--- DOCUMENT EXCERPT ---
╭──

Net debt was approximately $31 million at quarter end, representing a $1 million increase from year-end, consisting of traditional bank debt and a revolver. The small increase was driven by an increase in short-term financing and foreign currency movements.
The team is confident that the company will have the liquidity through cash and other credit lines open to meet each of these obligations and any others that are scheduled over the next 12 months. We remain in compliance with all debt covenants.
At March 31 the company had available liquidity of approximately $28 million, consisting of $16 million of cash, $10 million on the revolver and $2 million in working capital facilities. With that, I will now turn the call back to Steve..
Thanks, Joe. Please turn to slide eight and let's turn our attention to our outlook for Q2 2021. COVID-19 will continue to be top of mind for all of us at Manitex. And while vaccination rates continue to show progress globally, we still have a long way to go and we will remain vigilant about our team's health and safety for the future.
As we have commented several times today, our record backlog of over $100 million gives us confidence and visibility to what we expect to be much improved financial results in 2021 over 2020. And we're excited to see that this demand is coming from all markets and across all businesses.
We still have challenges to overcome, as we ramp up to meet this growing demand, but I'm confident our management team is taking the right steps to mitigate any supply chain issues that arise.
We're also working with our customers and our dealers to deal with the current volatility in component pricing and taking the necessary actions to not dilute our margins.
We will turn challenges to opportunities and keep focused on delivering the best products to the market and making Manitex a larger, more diversified and more profitable company going forward.
With that, operator, could you please open the lines for the Q&A session?.
Thank you. [Operator Instructions] One moment please for the first question, which comes from the line of Mike Shlisky with Colliers Securities. Please go ahead..

╰──

--- Dataset records ---
╭──

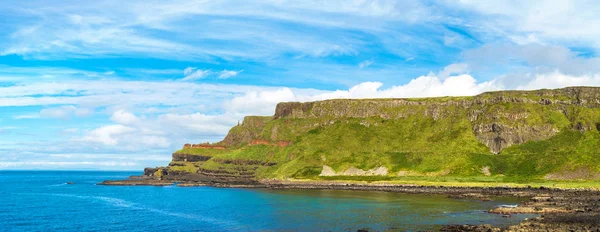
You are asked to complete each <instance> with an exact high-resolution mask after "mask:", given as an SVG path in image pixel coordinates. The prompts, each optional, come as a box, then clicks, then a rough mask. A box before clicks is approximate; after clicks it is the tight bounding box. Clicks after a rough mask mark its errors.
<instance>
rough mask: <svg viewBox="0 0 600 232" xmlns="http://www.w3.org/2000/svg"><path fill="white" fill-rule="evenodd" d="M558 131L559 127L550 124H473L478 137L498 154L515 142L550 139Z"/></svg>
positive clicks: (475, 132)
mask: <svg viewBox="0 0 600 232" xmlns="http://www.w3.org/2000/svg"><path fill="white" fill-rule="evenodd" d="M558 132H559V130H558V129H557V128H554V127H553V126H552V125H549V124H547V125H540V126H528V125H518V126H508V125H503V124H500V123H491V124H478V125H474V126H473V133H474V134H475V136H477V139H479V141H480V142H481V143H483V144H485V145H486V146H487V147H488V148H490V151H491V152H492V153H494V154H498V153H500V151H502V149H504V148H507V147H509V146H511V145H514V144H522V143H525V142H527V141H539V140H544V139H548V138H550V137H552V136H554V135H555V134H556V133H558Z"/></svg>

╰──
╭──

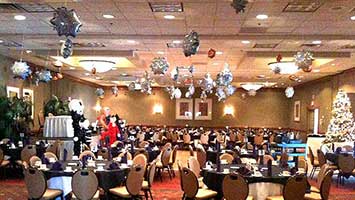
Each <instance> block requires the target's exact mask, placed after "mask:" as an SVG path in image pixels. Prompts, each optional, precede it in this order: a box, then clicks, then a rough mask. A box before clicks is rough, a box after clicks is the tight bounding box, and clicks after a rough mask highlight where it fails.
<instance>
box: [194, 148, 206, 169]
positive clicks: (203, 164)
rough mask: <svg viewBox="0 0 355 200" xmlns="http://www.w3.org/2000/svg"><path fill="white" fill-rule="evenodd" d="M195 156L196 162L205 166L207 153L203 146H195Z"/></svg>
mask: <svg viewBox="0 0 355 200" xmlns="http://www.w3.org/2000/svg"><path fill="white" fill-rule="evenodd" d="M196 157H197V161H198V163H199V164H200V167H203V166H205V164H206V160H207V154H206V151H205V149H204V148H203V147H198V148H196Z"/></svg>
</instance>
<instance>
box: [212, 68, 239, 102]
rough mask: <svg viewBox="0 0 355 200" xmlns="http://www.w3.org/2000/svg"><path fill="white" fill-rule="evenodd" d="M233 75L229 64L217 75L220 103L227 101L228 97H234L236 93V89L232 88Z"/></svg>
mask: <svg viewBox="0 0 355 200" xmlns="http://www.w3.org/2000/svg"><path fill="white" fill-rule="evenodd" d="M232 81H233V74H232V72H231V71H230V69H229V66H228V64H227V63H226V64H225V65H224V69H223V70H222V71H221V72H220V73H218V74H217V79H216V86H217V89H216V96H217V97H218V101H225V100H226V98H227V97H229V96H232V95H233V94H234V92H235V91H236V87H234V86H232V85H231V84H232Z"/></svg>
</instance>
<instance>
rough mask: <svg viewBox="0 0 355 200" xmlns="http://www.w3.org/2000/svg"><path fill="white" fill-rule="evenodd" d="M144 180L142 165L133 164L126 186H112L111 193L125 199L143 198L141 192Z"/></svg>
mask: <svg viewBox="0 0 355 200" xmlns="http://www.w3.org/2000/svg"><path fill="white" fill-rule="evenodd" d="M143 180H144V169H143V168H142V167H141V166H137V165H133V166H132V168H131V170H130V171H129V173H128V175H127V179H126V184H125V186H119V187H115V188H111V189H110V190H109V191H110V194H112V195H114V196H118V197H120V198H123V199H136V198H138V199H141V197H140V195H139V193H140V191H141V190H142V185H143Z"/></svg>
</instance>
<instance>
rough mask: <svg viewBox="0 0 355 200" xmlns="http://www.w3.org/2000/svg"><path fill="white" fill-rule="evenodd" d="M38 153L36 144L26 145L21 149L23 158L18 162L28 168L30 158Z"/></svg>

╰──

--- REQUIREMENT A ---
Please translate this sentence from the earnings call transcript into Spanish: "We remain in compliance with all debt covenants."
--- REQUIREMENT B ---
In the earnings call transcript, how much available liquidity did the company have at March 31?

--- WORKED SOLUTION A ---
Seguimos cumpliendo todas las cláusulas restrictivas de la deuda.

--- WORKED SOLUTION B ---
Approximately $28 million.